→ **Document segment**:
Mr Meadows’ mother, Susan, told Channel 4 News: “Alfie is at home but has staples in his head and is struggling to come to terms with what’s happened to him.”

She was at the protest, and says she saw terror on the faces of those who were kettled.

“It can’t be the the right police policy,” she said, adding that it had completely changed her view of the police.

Mr Bergfeld told Channel 4 News: “We will exercise our democratic right to protest. The student protesters on the previous demonstrations have been kettled over and over, denied their right to protest and their basic human rights.

“They’ve been kept in freezing temperatures for eight and even 10 hours at a time. What we’re saying is that we have the right to protest in the face of attacks by a Government that is making the deepest cuts since the Second World War.”

Around 30 protesters linked arms around New Scotland Yard, and will move to Parliament later, for the vote.

“What we’re saying is that we have the right to protest in the face of attacks by a Government that is making the deepest cuts since the Second World War.” EAN spokesman Mark Bergfeld

But Mr Bergfeld said that whatever happened there would be more protests.

→ **Given entries**:
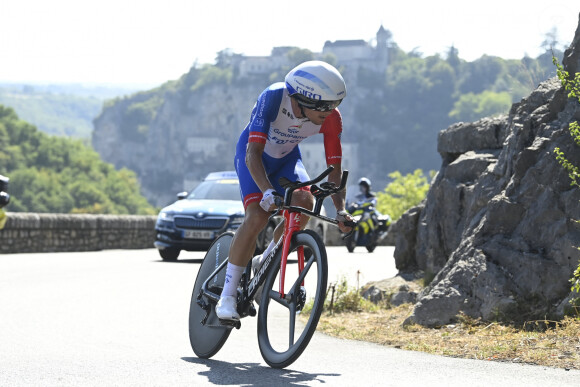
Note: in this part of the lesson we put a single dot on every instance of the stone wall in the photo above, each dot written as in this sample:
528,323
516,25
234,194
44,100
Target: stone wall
31,233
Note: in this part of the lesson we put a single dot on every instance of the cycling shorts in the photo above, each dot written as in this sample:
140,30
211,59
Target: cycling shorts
289,166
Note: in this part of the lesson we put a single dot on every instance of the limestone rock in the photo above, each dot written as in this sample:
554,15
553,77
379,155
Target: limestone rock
497,227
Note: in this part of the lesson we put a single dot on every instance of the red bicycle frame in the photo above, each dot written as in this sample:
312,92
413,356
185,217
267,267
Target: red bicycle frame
292,219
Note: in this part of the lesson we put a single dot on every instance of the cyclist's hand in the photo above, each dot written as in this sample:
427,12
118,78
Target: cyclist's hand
268,202
342,217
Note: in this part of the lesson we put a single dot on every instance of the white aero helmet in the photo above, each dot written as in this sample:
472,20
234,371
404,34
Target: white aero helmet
316,85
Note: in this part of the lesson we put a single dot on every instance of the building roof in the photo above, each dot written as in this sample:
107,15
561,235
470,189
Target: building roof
345,43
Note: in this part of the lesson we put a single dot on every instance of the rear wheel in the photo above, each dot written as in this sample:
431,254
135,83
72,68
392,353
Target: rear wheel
169,254
207,339
282,337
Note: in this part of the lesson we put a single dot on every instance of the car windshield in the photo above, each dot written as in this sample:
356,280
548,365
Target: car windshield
225,189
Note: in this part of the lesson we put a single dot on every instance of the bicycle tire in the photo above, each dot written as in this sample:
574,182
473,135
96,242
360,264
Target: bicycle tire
315,263
206,340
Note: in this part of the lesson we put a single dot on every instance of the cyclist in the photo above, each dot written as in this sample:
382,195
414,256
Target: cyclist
284,114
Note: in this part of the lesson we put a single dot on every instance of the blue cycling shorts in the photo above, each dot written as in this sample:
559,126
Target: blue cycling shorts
289,166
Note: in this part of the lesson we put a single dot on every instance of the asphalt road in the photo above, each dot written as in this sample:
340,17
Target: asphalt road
119,318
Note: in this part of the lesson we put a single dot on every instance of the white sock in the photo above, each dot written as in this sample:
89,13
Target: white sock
233,276
268,250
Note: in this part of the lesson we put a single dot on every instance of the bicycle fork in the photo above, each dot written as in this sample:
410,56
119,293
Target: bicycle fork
293,225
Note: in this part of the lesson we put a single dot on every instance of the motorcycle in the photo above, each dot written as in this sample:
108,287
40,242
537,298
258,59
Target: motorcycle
371,227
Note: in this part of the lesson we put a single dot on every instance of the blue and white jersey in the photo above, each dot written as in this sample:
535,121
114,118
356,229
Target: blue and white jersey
273,123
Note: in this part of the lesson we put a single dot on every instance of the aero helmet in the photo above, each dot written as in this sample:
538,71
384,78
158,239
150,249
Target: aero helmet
316,85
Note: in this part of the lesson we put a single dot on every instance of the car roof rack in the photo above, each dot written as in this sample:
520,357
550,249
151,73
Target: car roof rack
222,175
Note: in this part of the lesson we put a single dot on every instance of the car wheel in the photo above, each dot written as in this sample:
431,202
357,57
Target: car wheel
169,254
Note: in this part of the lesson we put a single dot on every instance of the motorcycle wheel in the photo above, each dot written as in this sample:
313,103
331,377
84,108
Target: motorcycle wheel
350,243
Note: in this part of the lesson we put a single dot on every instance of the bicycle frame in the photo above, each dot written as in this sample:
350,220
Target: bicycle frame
292,217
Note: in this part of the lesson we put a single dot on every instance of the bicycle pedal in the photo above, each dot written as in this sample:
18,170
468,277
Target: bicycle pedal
231,323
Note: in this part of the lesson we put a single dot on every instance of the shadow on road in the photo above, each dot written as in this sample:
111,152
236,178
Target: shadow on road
252,374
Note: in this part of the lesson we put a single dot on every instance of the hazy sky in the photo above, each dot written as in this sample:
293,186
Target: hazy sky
148,42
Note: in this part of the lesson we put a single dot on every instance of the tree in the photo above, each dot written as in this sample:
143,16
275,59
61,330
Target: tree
403,193
62,175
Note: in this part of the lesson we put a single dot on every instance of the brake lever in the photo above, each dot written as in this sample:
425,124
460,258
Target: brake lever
279,202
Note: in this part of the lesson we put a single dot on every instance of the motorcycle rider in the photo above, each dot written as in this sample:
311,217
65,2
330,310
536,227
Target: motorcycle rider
367,200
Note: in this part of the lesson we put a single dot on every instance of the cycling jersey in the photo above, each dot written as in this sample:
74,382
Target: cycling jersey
273,123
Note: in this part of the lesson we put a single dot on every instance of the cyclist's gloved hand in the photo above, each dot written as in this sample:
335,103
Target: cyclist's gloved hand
345,221
268,202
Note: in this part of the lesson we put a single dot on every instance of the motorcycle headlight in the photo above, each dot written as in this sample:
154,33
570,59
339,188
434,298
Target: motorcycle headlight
166,216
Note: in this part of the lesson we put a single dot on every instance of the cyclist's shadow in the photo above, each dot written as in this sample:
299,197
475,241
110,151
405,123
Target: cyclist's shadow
252,374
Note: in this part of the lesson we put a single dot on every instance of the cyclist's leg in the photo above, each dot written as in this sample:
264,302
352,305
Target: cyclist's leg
244,241
293,169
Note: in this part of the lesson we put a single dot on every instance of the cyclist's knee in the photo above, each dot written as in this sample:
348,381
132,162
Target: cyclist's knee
306,200
255,218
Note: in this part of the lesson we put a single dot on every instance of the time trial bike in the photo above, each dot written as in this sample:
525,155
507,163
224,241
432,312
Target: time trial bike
284,295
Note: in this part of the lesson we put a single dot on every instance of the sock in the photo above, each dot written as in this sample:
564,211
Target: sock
268,250
233,276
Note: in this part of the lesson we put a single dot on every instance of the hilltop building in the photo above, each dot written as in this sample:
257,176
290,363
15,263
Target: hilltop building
350,54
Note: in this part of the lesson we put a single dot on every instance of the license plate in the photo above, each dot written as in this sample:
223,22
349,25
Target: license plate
198,234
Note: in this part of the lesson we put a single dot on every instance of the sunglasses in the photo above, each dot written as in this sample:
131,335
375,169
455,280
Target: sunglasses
319,106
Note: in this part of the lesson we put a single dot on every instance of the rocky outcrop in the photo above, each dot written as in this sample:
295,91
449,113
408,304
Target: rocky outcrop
497,227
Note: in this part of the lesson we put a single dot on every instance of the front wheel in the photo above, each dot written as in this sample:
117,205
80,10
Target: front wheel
207,338
282,337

→ **Required task**: Write the next part of the report on the student protest and police kettling, beginning after its last sentence. The listing has no connection to the news report on the student protest.

→ **Result of the exercise**:
“We have been clear since the start that this is just the beginning, not the end, and we are already planning a demo in the New Year,” he said.

“We are planning walk-outs on different days, a national assembly of all of the different occupations, and we will continue to target MPs in their constituency surgeries for their betrayal.”

Police

Scotland Yard confirmed last night that it is in talks with the Northern Irish police over the possible deployment of water cannons if the demonstrations get out of hand, as they did last week when the Prince of Wales’ car was attacked.

However the Home Secretary, Theresa May, yesterday said her approval would be required for the use of water cannons – which she did not think necessary.

“I don’t think anybody wants to see water cannons used on the streets of Britain,” she said.